> **YOUR INSTRUCTIONS**
Rewrite the archaeology abstract starting at the words "This is an abstract" and stopping after "for Historical Archaeology.", replacing "session" with "panel".

> **SUPPLIED TEXT**
● ● ● ● ● ● ●

The Best and Worst of Times: Bridging Stakeholders, Archaeologists, and Students to Craft Community Archaeology at the Robert H. Jackson Farmstead, Spring Creek, PA.

Summary

This is an abstract from the session entitled "Community Archaeology in 2020: Conventional or Revolutionary?" , at the 2020 annual meeting of the Society for Historical Archaeology.

We discuss the complexities of community archaeology involving stakeholders, archaeologists, and students at the 2019 Mercyhurst University field school site on the Robert H. Jackson Farmstead. Disparate but congenial sets of “publics” included persons inspired and interested in Robert H. Jackson, the famous individual; descendants interested in the man; and community members with oral and living memories. Navigation of potential conflicts over project visibility, site access, responsible curation, and interpretive focus was facilitated by transparency and cooperation, archaeological planning and practice, and opportunities for public engagement. The employment of (decolonizing) tenets of modern historical archaeology was ensured by presenting community archaeology to students as a conventional part of historical archaeology. We argue that for archaeology to remain relevant in a changing academic and political climate, projects like these should be central to the training of future generations of archaeologists.

● ● ● ● ● ● ●

> **RECORDS SHOWN**
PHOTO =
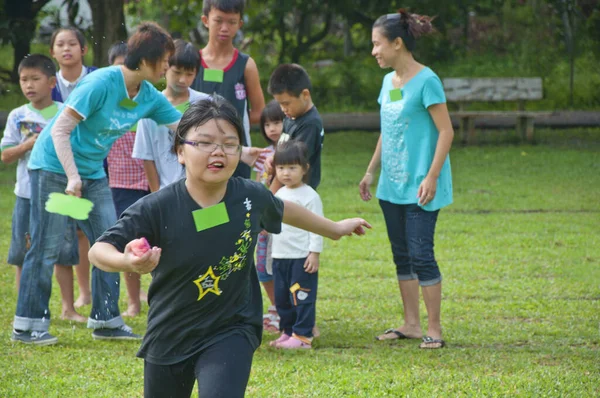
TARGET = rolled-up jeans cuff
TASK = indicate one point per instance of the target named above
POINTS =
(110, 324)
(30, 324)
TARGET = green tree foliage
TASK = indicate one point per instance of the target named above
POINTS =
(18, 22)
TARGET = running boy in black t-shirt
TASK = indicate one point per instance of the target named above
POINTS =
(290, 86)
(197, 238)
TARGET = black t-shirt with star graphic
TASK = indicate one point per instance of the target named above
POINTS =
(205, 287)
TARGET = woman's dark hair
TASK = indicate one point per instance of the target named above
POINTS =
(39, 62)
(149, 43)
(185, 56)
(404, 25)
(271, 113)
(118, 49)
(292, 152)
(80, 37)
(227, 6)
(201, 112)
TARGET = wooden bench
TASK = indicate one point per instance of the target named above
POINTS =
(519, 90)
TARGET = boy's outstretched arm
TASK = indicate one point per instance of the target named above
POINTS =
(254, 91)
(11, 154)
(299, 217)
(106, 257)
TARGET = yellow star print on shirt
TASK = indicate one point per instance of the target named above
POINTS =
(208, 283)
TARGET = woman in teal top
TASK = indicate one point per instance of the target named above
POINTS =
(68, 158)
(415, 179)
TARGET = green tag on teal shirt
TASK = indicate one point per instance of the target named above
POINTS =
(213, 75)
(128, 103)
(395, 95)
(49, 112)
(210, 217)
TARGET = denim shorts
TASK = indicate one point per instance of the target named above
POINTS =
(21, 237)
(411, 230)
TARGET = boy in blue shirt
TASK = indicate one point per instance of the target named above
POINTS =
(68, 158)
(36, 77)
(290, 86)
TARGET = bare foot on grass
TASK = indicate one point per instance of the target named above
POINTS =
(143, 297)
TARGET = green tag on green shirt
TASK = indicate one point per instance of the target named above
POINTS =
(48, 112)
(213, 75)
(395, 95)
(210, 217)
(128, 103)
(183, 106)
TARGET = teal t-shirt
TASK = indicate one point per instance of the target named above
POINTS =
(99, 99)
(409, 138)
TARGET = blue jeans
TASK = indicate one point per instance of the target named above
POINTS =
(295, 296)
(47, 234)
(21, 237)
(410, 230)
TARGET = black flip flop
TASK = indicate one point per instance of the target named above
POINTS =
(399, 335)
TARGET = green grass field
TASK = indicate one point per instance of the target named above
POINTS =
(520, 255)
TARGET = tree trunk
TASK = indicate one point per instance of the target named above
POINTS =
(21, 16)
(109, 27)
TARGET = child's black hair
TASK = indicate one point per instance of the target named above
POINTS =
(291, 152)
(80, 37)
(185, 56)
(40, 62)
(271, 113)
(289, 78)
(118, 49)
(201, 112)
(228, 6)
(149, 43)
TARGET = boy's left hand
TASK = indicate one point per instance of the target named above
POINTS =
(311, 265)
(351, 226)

● ● ● ● ● ● ●

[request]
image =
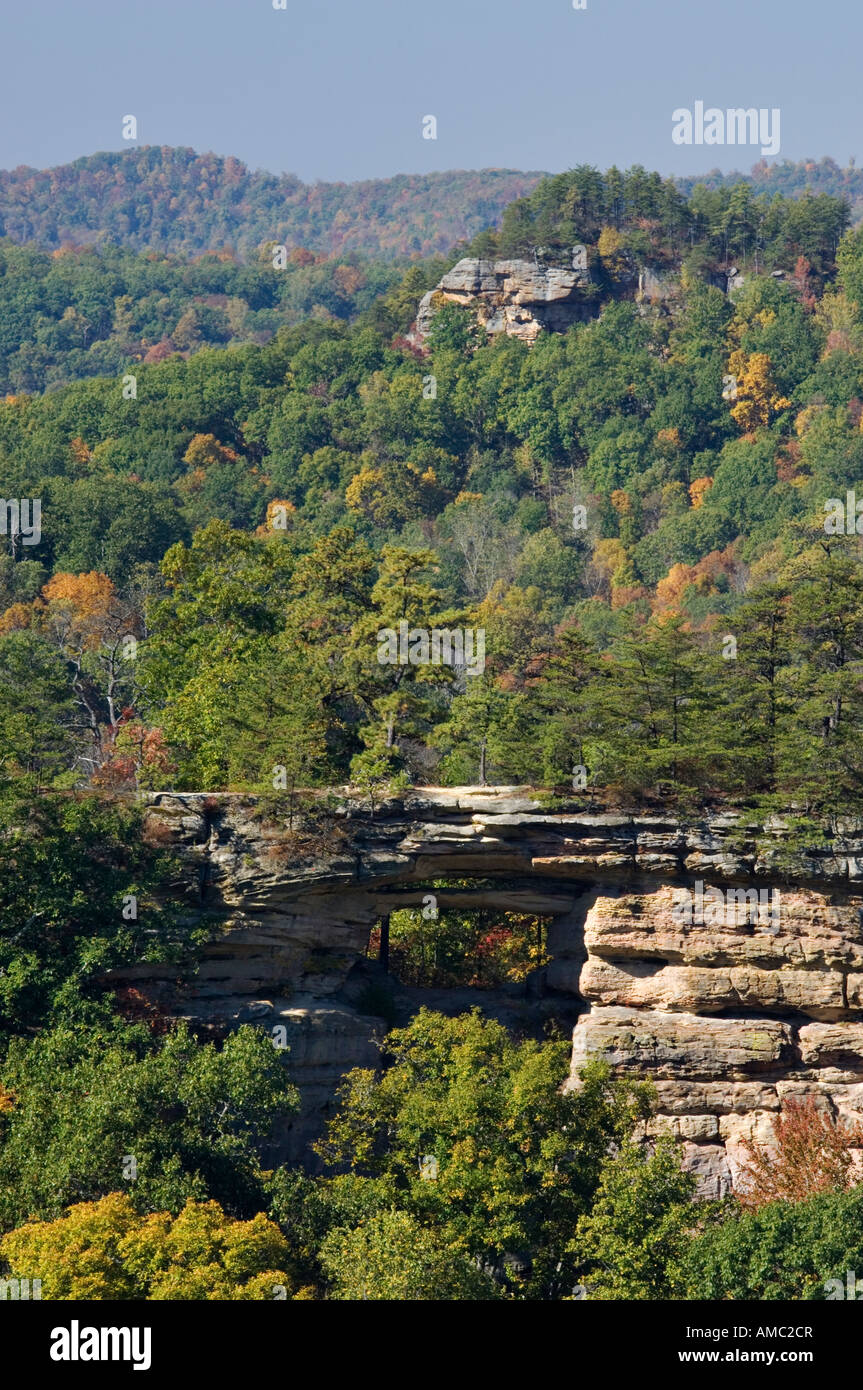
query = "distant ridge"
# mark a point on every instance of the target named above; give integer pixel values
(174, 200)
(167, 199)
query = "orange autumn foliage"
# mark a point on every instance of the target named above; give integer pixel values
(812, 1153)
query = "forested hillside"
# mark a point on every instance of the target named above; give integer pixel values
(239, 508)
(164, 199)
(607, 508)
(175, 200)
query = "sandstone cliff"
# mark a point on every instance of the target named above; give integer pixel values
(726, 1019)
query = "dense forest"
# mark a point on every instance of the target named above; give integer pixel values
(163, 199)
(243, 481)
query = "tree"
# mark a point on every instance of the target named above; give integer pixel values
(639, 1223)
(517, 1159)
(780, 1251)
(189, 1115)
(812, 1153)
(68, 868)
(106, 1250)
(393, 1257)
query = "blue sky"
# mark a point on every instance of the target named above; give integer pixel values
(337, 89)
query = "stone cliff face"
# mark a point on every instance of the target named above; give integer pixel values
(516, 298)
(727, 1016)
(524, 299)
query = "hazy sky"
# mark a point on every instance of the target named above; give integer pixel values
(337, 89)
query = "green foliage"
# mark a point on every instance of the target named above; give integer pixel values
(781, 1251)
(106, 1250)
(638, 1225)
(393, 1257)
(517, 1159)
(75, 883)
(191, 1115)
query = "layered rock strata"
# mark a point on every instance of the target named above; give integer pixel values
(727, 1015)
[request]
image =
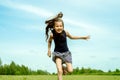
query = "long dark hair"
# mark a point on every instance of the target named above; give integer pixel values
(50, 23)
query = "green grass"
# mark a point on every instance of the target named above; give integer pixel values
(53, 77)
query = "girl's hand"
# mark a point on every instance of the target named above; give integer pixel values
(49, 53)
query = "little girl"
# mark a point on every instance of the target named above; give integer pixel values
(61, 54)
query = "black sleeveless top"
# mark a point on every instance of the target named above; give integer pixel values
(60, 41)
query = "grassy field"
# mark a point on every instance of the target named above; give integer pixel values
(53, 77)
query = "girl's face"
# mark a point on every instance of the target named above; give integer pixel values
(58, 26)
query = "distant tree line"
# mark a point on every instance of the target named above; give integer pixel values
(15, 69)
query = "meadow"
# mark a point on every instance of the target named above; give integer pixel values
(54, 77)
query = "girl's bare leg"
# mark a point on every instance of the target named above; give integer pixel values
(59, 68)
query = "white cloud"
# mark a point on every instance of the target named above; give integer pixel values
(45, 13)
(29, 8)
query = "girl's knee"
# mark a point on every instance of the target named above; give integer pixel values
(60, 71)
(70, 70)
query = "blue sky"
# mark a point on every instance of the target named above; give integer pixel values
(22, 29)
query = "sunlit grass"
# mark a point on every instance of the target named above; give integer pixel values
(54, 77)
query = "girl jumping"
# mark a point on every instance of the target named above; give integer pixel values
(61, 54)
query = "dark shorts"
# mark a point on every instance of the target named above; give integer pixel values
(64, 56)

● ● ● ● ● ● ●

> **OUTPUT OF THE EXERCISE**
This is an abstract from the panel entitled "Community Archaeology in 2020: Conventional or Revolutionary?" , at the 2020 annual meeting of the Society for Historical Archaeology.